- [Set of tasks]
A. List every consequence that the reading strategies article says can follow from introducing too many strategies at once.
B. Continue the reading strategies article from its last sentence.

- [Selected excerpt]

::::

Putting all of the reading strategies together

You’ve read the blog series about strategies to help struggling readers. Now what? Now, you synthesize the information.

Synthesizing is pulling all of the strategies together and using them to aid with comprehension. Synthesizing strategies is advanced work! When kids start to put the strategies together in a way that aids in their comprehension, it means they are aware of their own thinking process.

It is a good sign when the struggling reader recognizes when the reading becomes challenging and then thinks of a strategy that can help. Once kids use the strategies and see that they work, they’ll keep using them until they do it without thinking. It will become a natural part of the reading process.

As a refresher, here are the nine strategies we covered:

What to do to help your reader:

Go Slow

Pick the one or two strategies you think will be the most helpful for your child and try it for at least a week. If you introduce too many strategies at once, it will be overwhelming and confusing. Remember: your child is already struggling with reading. Introduce too many new tools at once and they will be more likely to shut down than improve their reading skills.

::::

- [Information]

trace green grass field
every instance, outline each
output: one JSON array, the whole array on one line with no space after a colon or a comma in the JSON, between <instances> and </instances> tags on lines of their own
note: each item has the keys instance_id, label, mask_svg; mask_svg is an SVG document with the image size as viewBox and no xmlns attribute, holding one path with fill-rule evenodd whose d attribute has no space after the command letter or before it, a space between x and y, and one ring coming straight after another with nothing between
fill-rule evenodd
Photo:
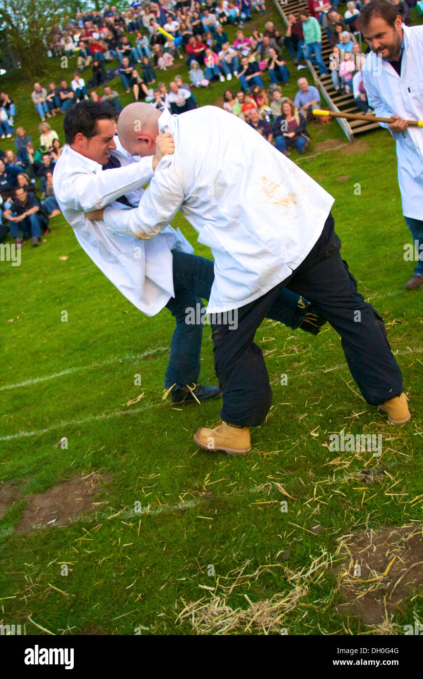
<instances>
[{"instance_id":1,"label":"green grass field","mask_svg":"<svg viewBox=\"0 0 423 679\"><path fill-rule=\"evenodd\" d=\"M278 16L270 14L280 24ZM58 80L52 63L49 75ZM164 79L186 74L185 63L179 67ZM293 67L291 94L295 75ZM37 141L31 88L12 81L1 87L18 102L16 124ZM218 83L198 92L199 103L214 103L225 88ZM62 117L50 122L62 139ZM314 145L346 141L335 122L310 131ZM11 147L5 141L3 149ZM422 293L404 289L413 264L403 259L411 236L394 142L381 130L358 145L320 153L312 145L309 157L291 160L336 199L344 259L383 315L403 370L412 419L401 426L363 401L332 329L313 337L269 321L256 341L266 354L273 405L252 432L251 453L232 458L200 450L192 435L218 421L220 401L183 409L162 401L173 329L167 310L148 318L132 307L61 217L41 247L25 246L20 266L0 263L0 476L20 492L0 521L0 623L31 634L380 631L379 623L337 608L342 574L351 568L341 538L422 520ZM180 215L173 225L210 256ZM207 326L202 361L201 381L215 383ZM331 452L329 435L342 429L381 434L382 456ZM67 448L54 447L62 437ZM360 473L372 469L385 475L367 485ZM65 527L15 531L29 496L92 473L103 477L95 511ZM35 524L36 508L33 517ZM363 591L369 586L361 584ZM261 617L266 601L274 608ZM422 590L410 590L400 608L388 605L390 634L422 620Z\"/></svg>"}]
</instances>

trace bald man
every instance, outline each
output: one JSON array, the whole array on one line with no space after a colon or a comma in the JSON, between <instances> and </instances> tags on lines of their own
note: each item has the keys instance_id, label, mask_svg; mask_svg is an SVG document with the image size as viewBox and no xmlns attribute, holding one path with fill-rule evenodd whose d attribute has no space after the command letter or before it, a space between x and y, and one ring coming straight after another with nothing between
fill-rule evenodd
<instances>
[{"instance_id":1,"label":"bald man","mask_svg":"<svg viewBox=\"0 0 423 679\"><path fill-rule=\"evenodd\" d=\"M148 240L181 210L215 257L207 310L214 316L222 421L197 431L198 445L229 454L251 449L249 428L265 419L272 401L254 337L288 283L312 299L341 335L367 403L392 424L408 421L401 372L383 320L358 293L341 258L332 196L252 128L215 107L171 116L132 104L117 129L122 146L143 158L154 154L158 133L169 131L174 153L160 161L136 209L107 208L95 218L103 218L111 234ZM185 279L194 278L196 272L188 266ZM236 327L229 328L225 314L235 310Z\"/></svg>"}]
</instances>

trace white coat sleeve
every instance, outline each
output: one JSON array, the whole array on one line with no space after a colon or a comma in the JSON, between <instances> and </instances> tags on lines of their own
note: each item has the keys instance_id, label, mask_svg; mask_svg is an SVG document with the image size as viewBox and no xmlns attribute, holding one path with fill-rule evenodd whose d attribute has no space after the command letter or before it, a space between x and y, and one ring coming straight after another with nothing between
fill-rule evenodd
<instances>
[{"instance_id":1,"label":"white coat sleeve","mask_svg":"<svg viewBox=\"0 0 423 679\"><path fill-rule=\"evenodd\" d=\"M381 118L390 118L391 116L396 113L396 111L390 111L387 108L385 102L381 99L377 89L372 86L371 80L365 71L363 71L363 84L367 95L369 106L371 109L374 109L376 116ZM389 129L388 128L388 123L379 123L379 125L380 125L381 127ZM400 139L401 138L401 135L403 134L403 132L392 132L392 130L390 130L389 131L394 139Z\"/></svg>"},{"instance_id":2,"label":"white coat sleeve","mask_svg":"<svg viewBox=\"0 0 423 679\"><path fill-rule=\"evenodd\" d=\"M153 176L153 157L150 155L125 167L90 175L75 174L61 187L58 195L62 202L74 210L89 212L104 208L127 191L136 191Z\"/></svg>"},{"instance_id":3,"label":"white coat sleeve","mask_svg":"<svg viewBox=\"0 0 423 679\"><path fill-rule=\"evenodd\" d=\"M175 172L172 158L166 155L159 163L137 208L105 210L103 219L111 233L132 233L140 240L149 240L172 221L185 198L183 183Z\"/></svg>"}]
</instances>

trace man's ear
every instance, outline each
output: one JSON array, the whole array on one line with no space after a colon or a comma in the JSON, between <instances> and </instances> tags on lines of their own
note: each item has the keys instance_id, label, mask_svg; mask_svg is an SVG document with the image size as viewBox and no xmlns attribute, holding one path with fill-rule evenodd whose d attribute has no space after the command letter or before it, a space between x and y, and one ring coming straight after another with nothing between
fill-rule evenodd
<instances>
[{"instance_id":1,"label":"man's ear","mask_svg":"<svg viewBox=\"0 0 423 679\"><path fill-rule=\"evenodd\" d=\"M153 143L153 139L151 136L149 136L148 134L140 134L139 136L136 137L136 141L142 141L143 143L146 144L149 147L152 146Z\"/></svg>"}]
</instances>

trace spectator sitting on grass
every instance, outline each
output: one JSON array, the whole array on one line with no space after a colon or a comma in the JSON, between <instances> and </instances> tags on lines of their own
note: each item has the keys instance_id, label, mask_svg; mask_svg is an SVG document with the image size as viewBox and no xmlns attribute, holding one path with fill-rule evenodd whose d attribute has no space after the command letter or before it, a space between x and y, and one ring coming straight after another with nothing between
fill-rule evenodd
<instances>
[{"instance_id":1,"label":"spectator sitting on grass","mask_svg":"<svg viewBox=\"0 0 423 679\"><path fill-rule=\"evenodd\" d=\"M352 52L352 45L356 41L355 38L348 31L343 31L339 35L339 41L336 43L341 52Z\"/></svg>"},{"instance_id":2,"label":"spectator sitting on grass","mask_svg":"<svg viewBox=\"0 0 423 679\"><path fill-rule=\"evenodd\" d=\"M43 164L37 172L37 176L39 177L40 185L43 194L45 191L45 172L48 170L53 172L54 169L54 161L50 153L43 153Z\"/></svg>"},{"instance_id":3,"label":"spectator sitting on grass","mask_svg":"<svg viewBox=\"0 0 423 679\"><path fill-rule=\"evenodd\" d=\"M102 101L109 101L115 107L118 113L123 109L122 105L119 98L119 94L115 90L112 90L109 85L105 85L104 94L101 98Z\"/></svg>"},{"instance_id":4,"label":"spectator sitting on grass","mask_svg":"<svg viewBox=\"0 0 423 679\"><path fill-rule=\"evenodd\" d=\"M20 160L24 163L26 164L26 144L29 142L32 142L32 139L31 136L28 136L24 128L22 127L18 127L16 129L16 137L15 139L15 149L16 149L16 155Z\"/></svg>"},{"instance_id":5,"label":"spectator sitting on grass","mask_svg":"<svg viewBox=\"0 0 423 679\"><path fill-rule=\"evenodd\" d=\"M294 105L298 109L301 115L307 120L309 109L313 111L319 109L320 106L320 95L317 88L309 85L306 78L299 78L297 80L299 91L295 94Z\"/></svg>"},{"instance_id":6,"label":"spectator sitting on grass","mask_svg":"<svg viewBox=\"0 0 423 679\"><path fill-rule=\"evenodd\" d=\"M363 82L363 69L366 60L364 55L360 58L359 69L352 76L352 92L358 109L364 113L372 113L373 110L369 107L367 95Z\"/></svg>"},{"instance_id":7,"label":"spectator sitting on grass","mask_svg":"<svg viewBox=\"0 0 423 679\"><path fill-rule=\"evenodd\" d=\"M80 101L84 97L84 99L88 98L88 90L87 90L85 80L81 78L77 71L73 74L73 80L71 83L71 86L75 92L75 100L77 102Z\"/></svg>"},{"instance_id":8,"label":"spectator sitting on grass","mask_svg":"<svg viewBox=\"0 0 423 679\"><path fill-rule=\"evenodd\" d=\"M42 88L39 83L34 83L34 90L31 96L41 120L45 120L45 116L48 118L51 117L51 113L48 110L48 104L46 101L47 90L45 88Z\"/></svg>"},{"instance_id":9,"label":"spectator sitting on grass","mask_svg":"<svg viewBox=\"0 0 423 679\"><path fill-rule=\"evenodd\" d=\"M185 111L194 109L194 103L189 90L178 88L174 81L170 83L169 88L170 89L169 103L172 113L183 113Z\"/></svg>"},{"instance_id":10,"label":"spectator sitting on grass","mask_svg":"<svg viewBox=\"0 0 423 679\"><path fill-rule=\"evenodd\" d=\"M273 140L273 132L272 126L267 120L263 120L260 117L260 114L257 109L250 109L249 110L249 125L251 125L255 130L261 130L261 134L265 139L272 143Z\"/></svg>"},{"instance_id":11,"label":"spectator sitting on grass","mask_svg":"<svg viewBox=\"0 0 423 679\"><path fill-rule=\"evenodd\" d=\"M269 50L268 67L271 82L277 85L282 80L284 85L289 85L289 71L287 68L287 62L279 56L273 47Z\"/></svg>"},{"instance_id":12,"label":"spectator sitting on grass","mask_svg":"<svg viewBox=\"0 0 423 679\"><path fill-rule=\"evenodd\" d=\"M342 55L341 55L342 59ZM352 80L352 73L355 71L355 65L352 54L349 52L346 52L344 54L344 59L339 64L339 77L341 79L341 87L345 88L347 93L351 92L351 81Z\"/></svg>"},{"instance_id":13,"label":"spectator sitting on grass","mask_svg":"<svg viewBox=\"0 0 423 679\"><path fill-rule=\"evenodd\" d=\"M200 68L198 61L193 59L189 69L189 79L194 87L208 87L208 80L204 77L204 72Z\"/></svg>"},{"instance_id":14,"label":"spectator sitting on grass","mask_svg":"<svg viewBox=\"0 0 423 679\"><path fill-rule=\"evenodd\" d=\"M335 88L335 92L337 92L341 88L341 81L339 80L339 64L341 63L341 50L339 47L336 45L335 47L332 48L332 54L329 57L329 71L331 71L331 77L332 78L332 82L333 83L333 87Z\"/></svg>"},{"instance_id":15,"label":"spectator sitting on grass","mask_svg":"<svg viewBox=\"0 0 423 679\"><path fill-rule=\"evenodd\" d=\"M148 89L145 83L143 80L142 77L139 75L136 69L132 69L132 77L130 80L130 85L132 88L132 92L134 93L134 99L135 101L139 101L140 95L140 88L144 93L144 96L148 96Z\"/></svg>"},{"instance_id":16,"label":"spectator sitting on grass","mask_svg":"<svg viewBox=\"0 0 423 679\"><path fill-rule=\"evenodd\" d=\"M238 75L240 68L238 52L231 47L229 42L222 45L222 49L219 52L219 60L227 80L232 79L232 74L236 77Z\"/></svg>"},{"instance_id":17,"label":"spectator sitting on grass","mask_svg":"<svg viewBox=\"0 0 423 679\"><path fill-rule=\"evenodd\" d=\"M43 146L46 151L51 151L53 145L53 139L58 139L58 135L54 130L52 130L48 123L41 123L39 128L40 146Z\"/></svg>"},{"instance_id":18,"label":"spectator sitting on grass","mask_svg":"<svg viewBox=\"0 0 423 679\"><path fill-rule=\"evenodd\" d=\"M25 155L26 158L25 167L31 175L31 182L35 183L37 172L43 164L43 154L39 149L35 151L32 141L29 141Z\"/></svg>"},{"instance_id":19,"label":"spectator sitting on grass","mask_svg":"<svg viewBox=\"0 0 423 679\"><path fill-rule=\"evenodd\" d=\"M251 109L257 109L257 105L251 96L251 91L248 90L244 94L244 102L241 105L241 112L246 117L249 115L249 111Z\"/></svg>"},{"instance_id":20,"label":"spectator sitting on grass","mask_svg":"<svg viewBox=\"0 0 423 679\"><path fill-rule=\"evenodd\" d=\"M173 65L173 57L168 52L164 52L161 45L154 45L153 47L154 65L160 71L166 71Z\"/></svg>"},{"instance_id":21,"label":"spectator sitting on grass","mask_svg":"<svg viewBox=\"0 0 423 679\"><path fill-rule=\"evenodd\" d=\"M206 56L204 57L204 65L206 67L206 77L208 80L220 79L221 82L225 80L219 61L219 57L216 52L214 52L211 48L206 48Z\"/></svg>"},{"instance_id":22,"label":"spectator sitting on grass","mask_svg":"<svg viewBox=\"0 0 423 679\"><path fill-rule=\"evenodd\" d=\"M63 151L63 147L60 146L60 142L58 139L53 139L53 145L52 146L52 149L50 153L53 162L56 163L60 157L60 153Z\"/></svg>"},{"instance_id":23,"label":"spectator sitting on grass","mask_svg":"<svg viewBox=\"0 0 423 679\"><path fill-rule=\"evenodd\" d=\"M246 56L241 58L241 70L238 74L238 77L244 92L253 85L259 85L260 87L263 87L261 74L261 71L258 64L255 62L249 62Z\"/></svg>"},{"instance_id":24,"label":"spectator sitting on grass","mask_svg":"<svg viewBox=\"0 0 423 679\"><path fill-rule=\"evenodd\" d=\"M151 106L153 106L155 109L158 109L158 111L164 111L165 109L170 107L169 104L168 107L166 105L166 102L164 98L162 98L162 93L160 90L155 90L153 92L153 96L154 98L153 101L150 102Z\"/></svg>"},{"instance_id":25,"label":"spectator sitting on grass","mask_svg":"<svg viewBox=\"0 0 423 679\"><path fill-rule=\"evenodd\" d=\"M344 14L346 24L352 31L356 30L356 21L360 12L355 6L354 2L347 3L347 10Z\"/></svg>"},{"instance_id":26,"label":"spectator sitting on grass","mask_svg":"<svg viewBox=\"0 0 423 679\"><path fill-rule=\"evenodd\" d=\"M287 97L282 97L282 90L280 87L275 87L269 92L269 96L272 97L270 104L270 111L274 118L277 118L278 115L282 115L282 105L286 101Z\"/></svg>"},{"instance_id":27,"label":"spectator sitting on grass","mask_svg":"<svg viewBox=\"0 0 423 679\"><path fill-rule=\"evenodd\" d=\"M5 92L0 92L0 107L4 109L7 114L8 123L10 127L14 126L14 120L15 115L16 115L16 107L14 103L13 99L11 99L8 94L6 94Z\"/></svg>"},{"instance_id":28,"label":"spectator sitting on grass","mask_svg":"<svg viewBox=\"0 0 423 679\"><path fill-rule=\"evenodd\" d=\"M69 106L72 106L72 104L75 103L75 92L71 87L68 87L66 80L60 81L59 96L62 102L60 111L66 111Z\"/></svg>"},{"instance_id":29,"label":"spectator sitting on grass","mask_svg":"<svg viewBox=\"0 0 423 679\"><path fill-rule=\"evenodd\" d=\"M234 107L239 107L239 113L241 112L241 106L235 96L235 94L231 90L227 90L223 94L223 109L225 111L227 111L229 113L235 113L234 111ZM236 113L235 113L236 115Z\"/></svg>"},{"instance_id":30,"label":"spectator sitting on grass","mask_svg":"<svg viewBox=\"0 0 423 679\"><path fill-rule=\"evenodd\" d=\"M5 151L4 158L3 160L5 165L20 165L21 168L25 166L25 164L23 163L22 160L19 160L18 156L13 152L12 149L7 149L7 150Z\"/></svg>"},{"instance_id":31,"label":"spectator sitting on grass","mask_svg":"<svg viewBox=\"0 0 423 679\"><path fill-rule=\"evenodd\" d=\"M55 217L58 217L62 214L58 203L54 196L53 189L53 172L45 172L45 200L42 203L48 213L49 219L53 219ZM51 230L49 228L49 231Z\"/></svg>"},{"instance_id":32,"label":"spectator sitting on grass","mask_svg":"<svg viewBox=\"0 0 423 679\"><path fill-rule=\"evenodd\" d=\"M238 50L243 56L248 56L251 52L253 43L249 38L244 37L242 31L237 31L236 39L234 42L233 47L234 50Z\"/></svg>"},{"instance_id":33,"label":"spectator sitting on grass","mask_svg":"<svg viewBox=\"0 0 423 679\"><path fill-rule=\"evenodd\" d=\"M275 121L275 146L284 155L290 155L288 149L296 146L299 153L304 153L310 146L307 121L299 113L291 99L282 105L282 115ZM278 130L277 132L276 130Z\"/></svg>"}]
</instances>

::::

- [Results for the exercise]
A.
- It will be overwhelming.
- It will be confusing.
- The child will be more likely to shut down than improve their reading skills.

B.
Be Patient

If your child is someone who struggles with reading, then introducing new strategies can be stressful for them. Be prepared for them to not want to read, to try to read books that are easy, and to get frustrated when trying new things. Some strategies may come easier to your young reader than others.

Not every strategy will work for every reader

I have worked with kids who, for whatever reason, cannot create mental pictures in their heads. Yet, they are great at stopping to ask questions of the text, especially, “I wonder.”  Others are really good at making predictions. If you find a strategy that works for your child, stick with it for a while to give them confidence.

Notice the wins

It’s important to use and encourage the strategies that work for your child. It will give them confidence in their reading. When you notice that your child asked a question or made a prediction, stop for a moment to notice it. If they make a prediction and it then comes true, notice that too! Once they are aware of the wins, it will make reading more fun and when that happens, their reading skills will improve.

Real World Examples


One of the kids who came to our reading help program struggled with comprehension. He preferred to read informational books, so we worked on two strategies:

  • activating his background knowledge
  • prediction

Before we read a book, I would ask him what he already knew about the topic and what he thought he would learn in the book. As we read the book, we would stop to notice when the background knowledge he listed before reading matched with what he read. Making connections between what he knew and what he read aided in his comprehension, as did making predictions about what he expected to find in the text.

When we took the time before reading to activate background knowledge and ask questions, his mind was primed to look for and discover those clues during reading. These were small wins and every one of them helped his confidence.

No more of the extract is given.